- _Extract to read_
_____

More recently the blog Slice of Laodacia reports that the website Pirate Christian Radio awarded the “Worst Easter Sermon Award” to Joel Osteen. Here’s some highlights:

“Every Christmas Christians whine and complain about secular and atheistic efforts designed to take Christ out of Christmas yet more and more Christian pastors have committed an even worse offense and have removed Jesus Christ and His victorious resurrection from the grave from their Easter sermons,” said Chris Rosebrough. “Far too many pastors have played the role of Judas and have betrayed Jesus. Rather than being paid 30 pieces of silver, these pastors have sold Jesus out for the fame and adulation that accompany having a ‘growing, relevant ‘man-centered’ church’.”

…The sermons Rosebrough picked for this year’s contest included:

  • A sermon that explored the “deep” spiritual lessons of the movie Slumdog Millionaire .
  • A sermon entitled “Beer Babes & Baseball”
  • A sermon entitled “Livin’ Venti” that encouraged people to live life to the fullest.
  • A sermon entitled “You Have Come Back Power”
  • And a sermon entitled “Easter in the Octagon”

This year’s winner of the first ever, Worst Easter Sermon Award went to Joel Osteen’s sermon “You Have Come Back Power”.

Commenting on Osteen’s sermon Rosebrough stated, “Jesus didn’t die and rise again on the cross so that you can have ‘come back power over life’s set backs’. Osteen completely missed the point of Jesus’ life, death and resurrection and as a result he missed the entire point of Christianity.”

Said Rosebrough, “I wasn’t surprised that Osteen was the first winner of this award. Osteen is like the Tiger Woods of heresy, he takes false teaching to a whole new level.”

And also a couple of days ago, Stephen Weber on the devotional blog Daily Encouragement writes the second of a two-parter called The Tyranny of the New writes:

…Most churches now want to be identified as contemporary (whatever that really means). Wouldn’t most churches in 1900 or at any other time in history have been contemporary during their age?

My annoyance at the contemporary church is not the embracing of the new, something I feel has been done all through history, but rather the tendency to devalue and disparage the old. Among so many I encounter a snobby attitude toward older music, i.e. hymns or even music written within the past twenty five years.

I was visiting with a friend after Easter who attends a self-identified “contemporary” church in our area. He’s my age and has a history in the church. I asked him about the service, “Did you sing some of those great Easter songs like ‘He Lives’ or ‘Christ The Lord Is Risen Today’?” He told me, “Oh no, we just sang new choruses.” I asked if they sang any songs dealing with the Resurrection. He told me they sang an “old” song from 1999 that he thought might have had something to do with the Resurrection! That’s sad!

One of the best memories I have of 2008 is a Good Friday service where the worship was led by a man in his late 60s. He chose mostly modern worship pieces, but the choices were so absolutely, totally focused on the message of the cross. At the time, the choices seemed so self-evident — especially having just come from a similar service in a nearby town — but I grabbed a piece of paper and wrote them all down anyway, trying to preserve this lesson in choosing worship material.

_____

- _Record set_

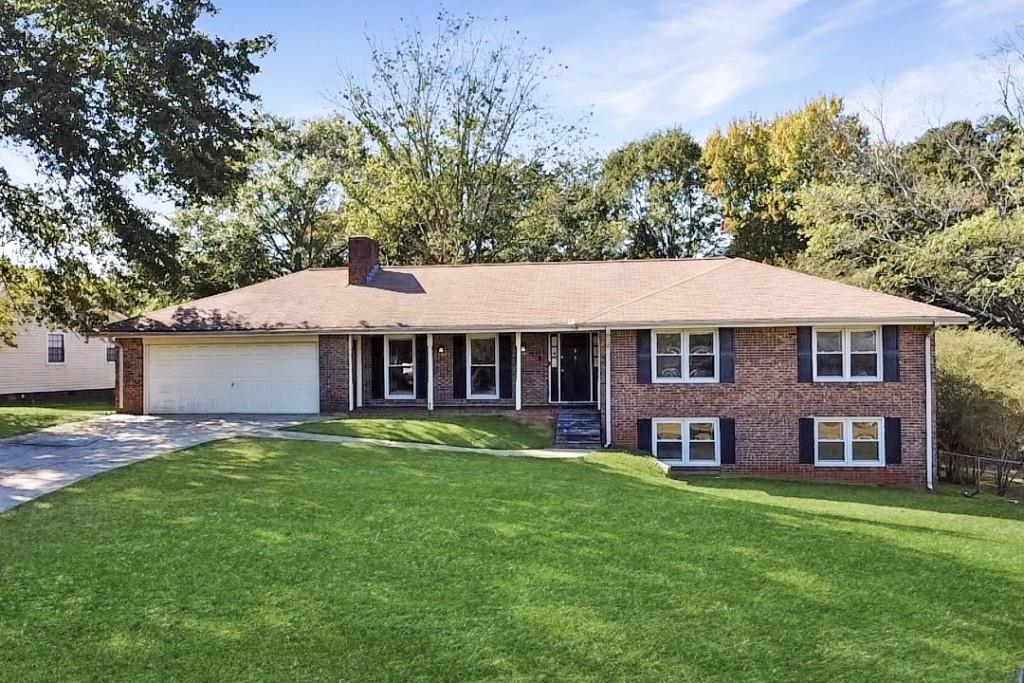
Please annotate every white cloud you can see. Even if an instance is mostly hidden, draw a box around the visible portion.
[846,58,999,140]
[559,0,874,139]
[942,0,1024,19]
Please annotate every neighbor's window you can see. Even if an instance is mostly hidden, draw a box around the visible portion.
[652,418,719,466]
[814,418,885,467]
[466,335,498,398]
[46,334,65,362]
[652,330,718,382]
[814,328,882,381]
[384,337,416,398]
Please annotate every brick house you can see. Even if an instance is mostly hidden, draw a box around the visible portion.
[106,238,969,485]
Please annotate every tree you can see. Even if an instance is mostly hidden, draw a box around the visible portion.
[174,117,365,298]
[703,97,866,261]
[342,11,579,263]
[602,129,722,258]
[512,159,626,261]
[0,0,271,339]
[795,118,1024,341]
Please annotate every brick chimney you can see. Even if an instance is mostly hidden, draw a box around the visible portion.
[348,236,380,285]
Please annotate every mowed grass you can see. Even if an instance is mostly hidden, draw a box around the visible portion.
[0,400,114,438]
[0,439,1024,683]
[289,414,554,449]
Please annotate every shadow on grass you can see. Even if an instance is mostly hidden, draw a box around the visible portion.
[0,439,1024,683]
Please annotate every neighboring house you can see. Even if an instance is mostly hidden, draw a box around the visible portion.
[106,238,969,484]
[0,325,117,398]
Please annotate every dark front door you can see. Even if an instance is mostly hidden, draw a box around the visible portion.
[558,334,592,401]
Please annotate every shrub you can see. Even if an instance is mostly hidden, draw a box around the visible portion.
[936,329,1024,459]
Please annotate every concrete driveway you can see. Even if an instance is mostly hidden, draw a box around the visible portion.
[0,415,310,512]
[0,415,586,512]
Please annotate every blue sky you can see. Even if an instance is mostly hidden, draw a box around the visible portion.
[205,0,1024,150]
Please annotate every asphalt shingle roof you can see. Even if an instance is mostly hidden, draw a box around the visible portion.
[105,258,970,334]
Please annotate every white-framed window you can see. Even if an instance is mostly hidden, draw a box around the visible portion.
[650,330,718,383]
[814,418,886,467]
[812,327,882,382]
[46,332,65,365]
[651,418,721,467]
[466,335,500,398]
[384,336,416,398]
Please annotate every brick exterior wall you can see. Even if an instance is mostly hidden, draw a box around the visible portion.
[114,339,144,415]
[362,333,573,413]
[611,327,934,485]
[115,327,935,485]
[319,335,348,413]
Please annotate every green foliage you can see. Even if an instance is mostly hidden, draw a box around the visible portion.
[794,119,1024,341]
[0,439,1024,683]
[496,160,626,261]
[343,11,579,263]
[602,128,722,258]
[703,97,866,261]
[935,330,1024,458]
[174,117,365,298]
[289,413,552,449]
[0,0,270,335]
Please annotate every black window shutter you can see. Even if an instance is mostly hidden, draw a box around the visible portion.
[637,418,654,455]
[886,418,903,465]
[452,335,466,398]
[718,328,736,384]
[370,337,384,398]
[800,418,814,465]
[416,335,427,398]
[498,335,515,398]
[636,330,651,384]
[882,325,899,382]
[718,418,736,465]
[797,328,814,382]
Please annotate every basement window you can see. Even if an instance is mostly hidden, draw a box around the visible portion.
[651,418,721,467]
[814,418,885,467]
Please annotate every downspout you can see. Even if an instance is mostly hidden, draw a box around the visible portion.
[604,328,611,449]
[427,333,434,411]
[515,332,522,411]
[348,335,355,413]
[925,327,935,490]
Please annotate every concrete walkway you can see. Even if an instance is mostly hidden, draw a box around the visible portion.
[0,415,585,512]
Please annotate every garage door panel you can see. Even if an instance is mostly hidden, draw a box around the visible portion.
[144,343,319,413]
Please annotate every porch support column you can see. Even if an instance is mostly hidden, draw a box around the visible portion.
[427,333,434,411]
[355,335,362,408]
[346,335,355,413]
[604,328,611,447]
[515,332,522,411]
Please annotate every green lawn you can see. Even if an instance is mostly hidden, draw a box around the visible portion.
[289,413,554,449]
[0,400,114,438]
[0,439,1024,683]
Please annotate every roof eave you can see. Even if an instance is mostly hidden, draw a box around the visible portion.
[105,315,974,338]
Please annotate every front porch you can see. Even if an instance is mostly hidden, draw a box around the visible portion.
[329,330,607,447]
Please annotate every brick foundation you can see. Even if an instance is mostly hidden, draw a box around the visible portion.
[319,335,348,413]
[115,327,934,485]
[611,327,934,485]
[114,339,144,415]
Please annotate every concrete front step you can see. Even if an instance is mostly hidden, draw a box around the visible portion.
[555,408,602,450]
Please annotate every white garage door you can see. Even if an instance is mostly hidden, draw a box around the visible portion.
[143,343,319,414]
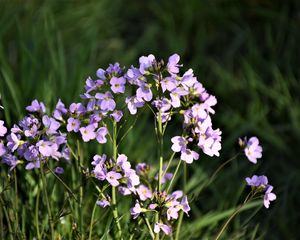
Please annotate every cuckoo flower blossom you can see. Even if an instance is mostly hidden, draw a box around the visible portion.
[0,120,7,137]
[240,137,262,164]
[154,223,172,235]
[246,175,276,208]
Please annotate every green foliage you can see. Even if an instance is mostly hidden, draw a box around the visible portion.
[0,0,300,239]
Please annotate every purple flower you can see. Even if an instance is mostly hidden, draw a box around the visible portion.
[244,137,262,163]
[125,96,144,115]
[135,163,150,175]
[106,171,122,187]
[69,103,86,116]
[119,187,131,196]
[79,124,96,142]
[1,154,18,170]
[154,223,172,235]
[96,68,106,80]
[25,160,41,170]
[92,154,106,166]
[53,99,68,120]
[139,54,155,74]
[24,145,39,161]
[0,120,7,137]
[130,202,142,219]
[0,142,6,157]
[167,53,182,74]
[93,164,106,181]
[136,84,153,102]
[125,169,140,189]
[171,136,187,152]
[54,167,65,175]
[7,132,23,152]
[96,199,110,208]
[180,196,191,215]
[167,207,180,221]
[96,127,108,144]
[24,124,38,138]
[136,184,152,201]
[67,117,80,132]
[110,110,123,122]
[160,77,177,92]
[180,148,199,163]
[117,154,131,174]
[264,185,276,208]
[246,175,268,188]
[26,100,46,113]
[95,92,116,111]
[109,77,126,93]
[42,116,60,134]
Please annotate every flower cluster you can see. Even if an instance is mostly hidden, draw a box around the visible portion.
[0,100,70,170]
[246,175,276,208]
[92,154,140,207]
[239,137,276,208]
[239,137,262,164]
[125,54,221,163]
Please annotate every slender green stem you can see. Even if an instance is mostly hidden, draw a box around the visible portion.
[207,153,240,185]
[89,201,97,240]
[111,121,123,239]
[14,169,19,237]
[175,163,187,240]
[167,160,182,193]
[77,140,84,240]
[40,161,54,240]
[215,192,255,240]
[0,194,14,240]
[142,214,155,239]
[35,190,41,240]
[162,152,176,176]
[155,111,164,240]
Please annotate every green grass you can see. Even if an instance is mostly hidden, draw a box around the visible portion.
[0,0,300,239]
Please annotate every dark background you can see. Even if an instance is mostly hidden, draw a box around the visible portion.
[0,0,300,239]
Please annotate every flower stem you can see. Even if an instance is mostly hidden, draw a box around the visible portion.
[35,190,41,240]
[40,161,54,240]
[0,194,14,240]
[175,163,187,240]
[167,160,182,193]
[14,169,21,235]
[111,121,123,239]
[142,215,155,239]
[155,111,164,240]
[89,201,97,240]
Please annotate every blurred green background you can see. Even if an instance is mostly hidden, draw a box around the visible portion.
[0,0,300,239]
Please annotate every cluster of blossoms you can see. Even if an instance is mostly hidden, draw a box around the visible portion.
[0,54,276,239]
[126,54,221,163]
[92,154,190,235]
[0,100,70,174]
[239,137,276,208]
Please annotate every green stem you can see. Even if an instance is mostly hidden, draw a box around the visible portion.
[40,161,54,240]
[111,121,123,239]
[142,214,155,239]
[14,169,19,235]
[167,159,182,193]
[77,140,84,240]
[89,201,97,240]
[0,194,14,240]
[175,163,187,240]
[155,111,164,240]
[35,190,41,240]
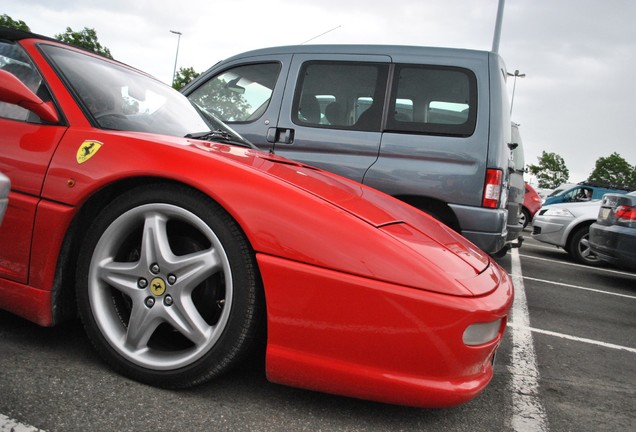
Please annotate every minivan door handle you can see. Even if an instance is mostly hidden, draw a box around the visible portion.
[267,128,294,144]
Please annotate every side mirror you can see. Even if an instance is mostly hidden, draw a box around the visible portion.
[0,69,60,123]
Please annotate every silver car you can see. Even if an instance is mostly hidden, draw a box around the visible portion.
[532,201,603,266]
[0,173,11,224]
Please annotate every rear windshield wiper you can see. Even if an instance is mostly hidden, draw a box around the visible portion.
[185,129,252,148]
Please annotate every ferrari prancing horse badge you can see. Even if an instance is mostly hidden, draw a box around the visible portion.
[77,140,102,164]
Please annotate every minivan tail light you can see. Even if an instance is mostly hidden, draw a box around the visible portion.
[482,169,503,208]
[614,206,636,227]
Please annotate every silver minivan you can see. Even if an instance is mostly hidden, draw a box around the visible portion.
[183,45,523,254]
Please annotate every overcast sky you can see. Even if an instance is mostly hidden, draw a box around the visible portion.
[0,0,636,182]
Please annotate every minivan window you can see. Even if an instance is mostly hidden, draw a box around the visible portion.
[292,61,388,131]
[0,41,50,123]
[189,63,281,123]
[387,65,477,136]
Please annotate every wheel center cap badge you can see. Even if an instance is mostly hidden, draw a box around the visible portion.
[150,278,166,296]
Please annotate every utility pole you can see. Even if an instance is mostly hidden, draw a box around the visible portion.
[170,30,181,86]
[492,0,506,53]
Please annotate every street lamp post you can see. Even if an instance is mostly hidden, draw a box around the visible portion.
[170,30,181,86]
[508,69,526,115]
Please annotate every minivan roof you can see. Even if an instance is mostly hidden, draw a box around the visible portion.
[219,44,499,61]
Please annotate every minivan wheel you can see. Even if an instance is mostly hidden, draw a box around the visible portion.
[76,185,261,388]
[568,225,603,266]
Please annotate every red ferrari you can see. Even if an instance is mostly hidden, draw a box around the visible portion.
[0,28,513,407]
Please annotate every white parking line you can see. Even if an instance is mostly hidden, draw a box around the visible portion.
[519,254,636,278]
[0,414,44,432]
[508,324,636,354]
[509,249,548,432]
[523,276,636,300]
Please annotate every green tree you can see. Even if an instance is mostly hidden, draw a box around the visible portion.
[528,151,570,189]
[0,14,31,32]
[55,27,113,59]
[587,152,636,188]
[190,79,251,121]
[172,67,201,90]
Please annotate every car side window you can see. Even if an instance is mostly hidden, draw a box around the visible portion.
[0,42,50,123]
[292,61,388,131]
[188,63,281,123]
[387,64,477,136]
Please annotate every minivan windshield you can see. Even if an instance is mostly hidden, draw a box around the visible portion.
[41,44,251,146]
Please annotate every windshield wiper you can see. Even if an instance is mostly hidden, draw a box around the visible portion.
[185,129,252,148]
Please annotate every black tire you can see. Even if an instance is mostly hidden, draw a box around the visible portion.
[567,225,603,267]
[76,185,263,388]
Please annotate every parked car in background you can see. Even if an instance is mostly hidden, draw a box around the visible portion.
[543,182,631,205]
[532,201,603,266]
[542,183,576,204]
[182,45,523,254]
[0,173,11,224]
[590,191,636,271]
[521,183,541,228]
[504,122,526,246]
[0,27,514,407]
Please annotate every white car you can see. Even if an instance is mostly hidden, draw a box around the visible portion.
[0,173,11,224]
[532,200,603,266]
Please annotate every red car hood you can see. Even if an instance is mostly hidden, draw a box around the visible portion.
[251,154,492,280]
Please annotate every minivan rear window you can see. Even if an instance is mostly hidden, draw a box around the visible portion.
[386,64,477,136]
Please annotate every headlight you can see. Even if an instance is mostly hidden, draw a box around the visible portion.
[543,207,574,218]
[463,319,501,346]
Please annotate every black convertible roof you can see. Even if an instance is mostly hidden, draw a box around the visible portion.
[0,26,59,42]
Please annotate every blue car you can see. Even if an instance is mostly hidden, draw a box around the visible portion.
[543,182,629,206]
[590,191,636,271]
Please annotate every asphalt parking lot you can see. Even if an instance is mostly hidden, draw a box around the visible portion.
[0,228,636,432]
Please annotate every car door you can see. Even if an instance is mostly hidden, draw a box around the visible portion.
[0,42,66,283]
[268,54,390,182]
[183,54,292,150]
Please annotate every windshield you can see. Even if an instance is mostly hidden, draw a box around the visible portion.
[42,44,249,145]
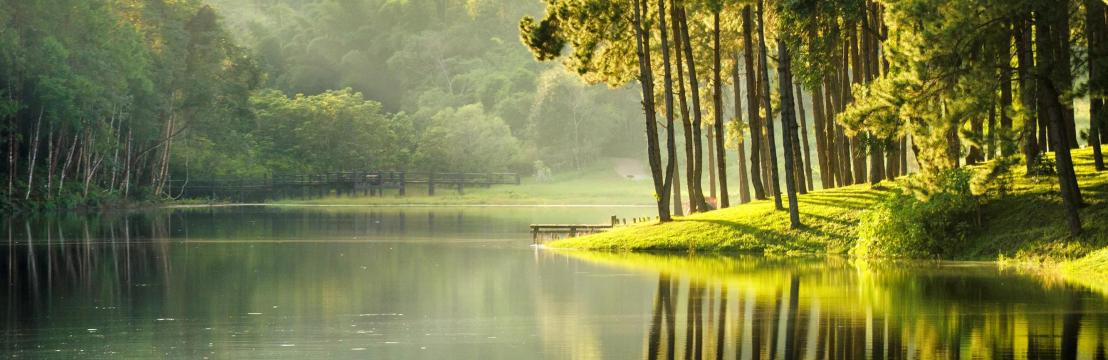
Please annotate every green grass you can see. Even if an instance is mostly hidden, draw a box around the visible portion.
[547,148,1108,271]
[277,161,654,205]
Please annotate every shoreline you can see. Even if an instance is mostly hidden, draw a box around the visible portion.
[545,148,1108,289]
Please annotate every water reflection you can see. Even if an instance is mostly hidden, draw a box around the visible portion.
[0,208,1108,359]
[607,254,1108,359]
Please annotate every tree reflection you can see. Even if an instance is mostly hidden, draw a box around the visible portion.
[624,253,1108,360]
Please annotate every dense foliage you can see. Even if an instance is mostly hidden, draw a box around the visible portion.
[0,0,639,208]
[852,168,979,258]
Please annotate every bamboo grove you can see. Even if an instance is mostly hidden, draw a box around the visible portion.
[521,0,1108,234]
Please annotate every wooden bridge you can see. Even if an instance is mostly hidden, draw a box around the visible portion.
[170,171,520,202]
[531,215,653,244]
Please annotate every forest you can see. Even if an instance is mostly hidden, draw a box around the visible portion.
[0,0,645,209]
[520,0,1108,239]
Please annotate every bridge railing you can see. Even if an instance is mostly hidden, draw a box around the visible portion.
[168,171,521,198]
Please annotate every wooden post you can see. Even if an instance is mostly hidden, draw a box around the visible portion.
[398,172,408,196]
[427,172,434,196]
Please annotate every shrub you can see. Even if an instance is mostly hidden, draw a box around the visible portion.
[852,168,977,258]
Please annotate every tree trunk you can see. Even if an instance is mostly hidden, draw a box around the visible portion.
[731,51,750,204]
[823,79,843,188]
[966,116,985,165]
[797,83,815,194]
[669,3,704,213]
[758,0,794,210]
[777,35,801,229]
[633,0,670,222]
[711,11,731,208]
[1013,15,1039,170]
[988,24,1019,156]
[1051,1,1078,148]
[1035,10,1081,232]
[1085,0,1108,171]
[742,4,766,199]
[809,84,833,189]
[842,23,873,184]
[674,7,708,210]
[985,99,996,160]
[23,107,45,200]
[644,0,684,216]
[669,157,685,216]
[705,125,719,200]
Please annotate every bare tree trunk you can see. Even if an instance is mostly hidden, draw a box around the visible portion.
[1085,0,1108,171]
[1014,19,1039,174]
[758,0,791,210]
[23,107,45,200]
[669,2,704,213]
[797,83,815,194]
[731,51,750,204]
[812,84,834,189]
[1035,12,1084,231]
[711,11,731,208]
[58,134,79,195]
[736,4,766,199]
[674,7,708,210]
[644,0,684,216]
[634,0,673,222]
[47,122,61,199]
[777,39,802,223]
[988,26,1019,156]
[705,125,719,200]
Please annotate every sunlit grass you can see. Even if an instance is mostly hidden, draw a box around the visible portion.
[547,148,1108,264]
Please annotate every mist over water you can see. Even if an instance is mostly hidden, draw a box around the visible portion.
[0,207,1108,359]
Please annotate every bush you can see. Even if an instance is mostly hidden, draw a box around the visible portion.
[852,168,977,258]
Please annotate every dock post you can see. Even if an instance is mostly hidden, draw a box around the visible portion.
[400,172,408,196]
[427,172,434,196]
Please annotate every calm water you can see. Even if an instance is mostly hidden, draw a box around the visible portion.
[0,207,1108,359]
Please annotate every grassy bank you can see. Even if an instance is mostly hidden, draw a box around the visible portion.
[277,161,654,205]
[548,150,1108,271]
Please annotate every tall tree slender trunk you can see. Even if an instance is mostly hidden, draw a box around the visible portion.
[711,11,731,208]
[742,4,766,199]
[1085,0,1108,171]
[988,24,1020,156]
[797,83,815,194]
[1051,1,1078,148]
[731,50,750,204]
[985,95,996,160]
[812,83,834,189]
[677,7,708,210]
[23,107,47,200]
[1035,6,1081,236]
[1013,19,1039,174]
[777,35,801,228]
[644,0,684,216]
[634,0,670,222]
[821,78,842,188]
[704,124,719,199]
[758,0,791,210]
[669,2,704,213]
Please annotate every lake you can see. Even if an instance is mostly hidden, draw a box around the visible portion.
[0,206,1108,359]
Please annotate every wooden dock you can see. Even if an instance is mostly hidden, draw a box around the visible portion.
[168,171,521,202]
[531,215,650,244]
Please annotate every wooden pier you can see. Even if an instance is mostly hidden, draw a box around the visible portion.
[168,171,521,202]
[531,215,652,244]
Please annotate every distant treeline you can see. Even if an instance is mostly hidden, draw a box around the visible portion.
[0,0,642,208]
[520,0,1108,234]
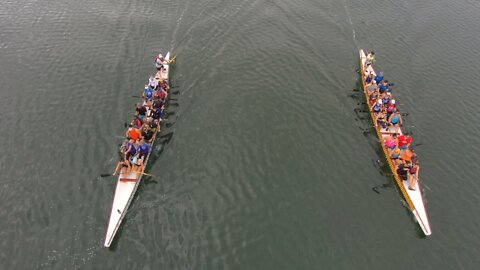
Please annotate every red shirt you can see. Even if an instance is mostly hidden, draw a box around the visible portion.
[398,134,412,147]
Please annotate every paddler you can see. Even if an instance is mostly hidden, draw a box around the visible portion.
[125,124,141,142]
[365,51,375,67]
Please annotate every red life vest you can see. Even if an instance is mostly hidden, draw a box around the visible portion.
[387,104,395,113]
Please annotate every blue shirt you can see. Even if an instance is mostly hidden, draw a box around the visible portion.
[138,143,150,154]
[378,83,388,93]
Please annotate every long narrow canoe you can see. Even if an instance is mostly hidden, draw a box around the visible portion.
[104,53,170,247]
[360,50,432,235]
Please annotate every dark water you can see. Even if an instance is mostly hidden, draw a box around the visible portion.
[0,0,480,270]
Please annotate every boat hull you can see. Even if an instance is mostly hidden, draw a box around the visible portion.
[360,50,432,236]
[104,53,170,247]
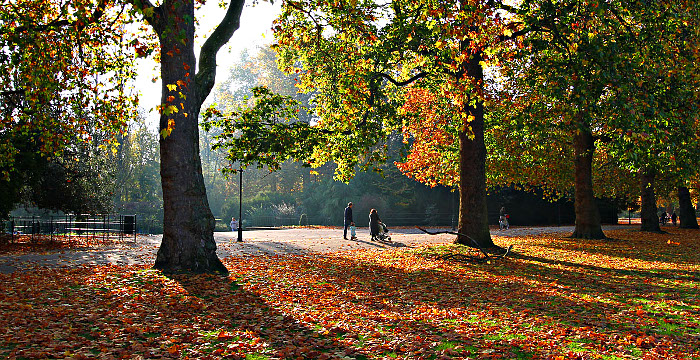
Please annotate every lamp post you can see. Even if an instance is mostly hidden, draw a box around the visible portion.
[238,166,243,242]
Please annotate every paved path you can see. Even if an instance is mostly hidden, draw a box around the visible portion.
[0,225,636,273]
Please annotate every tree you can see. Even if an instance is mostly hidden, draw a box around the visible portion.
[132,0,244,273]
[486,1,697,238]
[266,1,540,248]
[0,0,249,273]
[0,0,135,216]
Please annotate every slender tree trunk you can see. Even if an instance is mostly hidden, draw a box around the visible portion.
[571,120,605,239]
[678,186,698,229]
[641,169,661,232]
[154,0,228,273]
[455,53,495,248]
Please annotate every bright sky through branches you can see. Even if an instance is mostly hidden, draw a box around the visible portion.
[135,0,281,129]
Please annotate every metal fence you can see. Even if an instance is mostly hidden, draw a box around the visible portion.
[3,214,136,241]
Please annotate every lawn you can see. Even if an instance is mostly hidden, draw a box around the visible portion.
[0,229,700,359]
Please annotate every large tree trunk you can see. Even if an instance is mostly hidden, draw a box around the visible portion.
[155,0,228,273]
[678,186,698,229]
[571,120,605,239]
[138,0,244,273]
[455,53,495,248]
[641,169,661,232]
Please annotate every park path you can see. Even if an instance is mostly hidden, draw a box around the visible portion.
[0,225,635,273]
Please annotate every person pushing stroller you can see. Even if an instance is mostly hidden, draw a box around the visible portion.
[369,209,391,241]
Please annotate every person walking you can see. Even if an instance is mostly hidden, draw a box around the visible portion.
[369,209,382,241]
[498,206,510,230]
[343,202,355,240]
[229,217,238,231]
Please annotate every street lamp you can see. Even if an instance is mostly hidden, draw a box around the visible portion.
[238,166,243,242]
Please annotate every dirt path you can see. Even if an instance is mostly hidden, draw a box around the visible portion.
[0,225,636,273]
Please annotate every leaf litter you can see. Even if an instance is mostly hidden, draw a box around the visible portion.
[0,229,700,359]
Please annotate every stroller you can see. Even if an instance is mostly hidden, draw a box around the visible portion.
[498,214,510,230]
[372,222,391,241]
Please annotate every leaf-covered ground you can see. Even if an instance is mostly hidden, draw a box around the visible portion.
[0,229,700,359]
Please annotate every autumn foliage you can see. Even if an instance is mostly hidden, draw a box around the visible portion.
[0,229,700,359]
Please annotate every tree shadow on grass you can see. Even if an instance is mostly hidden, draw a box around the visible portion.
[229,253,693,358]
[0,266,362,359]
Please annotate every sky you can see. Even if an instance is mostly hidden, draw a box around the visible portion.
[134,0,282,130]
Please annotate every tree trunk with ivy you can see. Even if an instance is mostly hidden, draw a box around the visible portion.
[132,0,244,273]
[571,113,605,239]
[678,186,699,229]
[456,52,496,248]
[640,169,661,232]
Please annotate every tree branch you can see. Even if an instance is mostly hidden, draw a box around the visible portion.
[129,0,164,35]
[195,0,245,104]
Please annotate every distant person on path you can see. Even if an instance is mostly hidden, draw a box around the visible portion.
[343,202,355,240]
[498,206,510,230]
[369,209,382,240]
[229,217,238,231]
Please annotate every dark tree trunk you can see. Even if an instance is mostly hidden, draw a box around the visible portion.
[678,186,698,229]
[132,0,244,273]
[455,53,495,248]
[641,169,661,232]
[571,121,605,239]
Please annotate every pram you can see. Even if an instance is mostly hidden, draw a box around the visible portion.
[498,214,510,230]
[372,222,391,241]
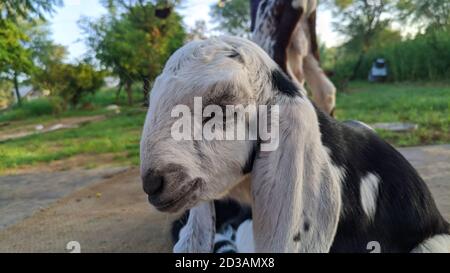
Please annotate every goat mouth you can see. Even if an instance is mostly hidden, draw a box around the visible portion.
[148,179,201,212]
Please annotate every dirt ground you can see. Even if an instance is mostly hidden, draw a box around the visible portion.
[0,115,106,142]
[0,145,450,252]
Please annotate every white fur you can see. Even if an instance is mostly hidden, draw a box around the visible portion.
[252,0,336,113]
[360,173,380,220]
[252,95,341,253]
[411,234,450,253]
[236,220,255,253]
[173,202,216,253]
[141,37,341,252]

_____

- _Task instructions_
a – In the Easter sermons passage:
(i) Which sermon won the Worst Easter Sermon Award?
(ii) What is the title of Stephen Weber's two-part piece on Daily Encouragement?
(iii) From what year was the "old" song sung at the friend's contemporary church?
b – Could you resume the Easter sermons passage, starting right after its final sentence?

- _Answers given_
a –
(i) Joel Osteen's sermon "You Have Come Back Power"
(ii) The Tyranny of the New
(iii) 1999

b –
By the way, Weber’s text for his post was:

“This is what the LORD says: “Stand at the crossroads and look; ask for the ancient paths, ask where the good way is, and walk in it, and you will find rest for your souls. But you said, ‘We will not walk in it'” (Jeremiah 6:16).

christoncross1I think that something key is being lost when worship leaders miss the point. In the church I contributed to most over the past three years, I was solely responsible for the first 35-40 minutes of the service, and then the pastor would speak for 35-40 minutes. That’s a major responsibility. I wasn’t on staff, I wasn’t on the board, but I had the second largest contribution to each person’s Sunday worship experience. Humbling.

Therefore, I wouldn’t dare walk into an Easter Sunday service without being absolutely convinced that this particular date demanded my absolute best. Easter is why we have a church. Easter is why we have a faith. Easter is why we have a hope. Easter is why we have salvation.

Agree?

Update March, 2010: As we approach Easter again I noticed this particular post was getting a lot of traffic. I just want to point out here that The Sunday Setlists — mentioned in the first paragraph — is now part of The Worship Community blog.

Also, if you’re not a regular reader here, I also didn’t want to leave the impression I was giving a blanket endorsement to the Slice of Laodicea blog or to Pirate Radio. I’m just saying that I think in this instance they got it right.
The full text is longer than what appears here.